STATED TASK
Copy out every line of the listing below, word for word and unchanged.

EXTRACTED RECORDS
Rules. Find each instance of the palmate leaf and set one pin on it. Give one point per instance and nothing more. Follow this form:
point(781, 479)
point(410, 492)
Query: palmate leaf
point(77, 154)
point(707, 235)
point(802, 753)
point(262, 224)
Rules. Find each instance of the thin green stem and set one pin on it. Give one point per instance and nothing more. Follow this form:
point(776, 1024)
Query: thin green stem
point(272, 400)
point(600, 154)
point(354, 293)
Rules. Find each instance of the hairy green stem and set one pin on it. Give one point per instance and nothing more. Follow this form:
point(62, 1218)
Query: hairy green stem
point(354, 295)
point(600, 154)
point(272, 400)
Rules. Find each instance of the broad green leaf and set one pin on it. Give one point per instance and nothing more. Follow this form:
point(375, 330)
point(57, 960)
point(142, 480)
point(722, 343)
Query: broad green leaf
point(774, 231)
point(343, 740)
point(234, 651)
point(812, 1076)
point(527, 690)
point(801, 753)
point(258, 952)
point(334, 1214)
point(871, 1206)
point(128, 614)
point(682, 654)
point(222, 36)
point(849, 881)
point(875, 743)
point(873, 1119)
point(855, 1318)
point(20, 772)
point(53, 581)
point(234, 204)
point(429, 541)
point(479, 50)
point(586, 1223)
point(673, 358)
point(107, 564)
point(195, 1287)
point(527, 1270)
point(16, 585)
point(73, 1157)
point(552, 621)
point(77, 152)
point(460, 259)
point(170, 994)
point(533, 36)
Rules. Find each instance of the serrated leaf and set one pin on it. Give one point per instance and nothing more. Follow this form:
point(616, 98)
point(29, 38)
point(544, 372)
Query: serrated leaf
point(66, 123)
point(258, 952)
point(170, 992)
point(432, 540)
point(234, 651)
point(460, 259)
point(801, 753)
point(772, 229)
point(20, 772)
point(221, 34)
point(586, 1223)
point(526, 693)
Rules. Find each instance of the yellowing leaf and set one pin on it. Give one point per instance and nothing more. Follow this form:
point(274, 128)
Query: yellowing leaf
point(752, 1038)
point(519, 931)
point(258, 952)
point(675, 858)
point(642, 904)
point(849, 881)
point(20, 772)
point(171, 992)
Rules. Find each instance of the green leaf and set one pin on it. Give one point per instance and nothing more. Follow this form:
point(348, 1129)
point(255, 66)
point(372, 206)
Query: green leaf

COMPLETE RESPONSE
Rules. Find each instance of the palmate leaf and set one pin on it. Give one point per instance and nothing more. Follow this form:
point(781, 479)
point(410, 492)
Query: palmate leaf
point(77, 154)
point(707, 235)
point(802, 753)
point(262, 224)
Rules. Find each instance of the thin green stem and set one pin on it. Give one point per instance and nothing more. Follow this form:
point(776, 1024)
Query: thin green stem
point(272, 400)
point(600, 154)
point(354, 293)
Rules. Find each instance of the hairy green stem and set one pin on it. Give one point per instance and nothing more. Follow this form:
point(62, 1218)
Query: hairy green stem
point(354, 295)
point(600, 154)
point(272, 400)
Rules. Find each instance of the broad green leaf and set one pin on it. Give one point per instance and nothing more. Follow this form:
point(375, 330)
point(57, 960)
point(142, 480)
point(722, 343)
Query: broad green leaf
point(774, 231)
point(343, 740)
point(234, 651)
point(812, 1076)
point(527, 690)
point(801, 753)
point(258, 952)
point(334, 1214)
point(871, 1206)
point(128, 614)
point(682, 654)
point(222, 36)
point(849, 881)
point(875, 743)
point(873, 1119)
point(855, 1318)
point(20, 772)
point(53, 581)
point(234, 204)
point(429, 541)
point(479, 50)
point(586, 1223)
point(673, 358)
point(107, 564)
point(195, 1287)
point(527, 1270)
point(16, 585)
point(73, 1157)
point(552, 621)
point(77, 152)
point(460, 259)
point(170, 994)
point(533, 36)
Rules. Find each instance of the serrated leaf and set one pin on it. Give one point per instance and nothing more. Follow this form:
point(616, 98)
point(29, 38)
point(544, 372)
Query: serrated leaf
point(66, 123)
point(258, 952)
point(170, 992)
point(432, 540)
point(234, 651)
point(460, 259)
point(801, 753)
point(772, 229)
point(20, 772)
point(221, 34)
point(586, 1223)
point(526, 693)
Rules. Find each instance of the yellowing leaf and set one pin on it. Give one point per instance and nothing more. Follow this form:
point(274, 128)
Query: yellowing leaf
point(752, 1038)
point(519, 931)
point(258, 952)
point(675, 858)
point(642, 904)
point(849, 881)
point(20, 772)
point(171, 992)
Rules. Find each instance of the green leaf and set one pin on it. Give one point per instance and nothing more. Follow this form:
point(348, 1129)
point(255, 66)
point(372, 206)
Query: green leaf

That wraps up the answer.